- _PASSAGE TO READ_:
A backroad is a secondary type of road usually found in rural areas.

Safety 
Backroads are less safe than other roads, with much higher fatality rates. A 2015 study by TRIP (a national transportation research group) in the United States found that backroads have a traffic fatality rate of 2.18 deaths per 100 million vehicle miles traveled, while the average across all US roads is 0.38. Of all vehicle miles traveled in the United States, 22% are driven on backroads, but 43% of vehicle collisions in 2015 (15,132 out of 35,092) occurred on backroads. In 2015, Texas had the highest number of rural non-interstate traffic deaths at 1,259, with California in second place at 1,219 deaths. Backroads tend to have narrow lanes, limited or non-existent shoulders, inconsistent pavement with gravel patches, sharp curves, steep slopes, and poor visibility. The majority of American backroads were built early in US road history, prior to modern safety standards and vehicle designs.

In the United States  

In North Carolina, where they are also referred to as "blue roads", backroads are one- or two-laned roads off of larger roads such as parkways, and are often constructed of gravel.

- _DATA SHOWN_:
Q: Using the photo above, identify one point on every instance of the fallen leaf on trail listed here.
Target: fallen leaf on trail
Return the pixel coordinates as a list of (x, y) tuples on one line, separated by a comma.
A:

- _EXERCISE TASK A_:
Answer these from the backroads passage:
(i) What traffic fatality rate did the 2015 TRIP study find for backroads?
(ii) Which state had the most rural non-interstate traffic deaths in 2015?
(iii) What other name do backroads go by in North Carolina?
- _EXERCISE TASK B_:
Copy the backroads passage word for word, beginning at the words "In North Carolina, where" and stopping after "constructed of gravel.".

- _TASK ANSWER A_:
(i) 2.18 deaths per 100 million vehicle miles traveled
(ii) Texas, with 1,259 deaths
(iii) "Blue roads"

- _TASK ANSWER B_:
In North Carolina, where they are also referred to as "blue roads", backroads are one- or two-laned roads off of larger roads such as parkways, and are often constructed of gravel.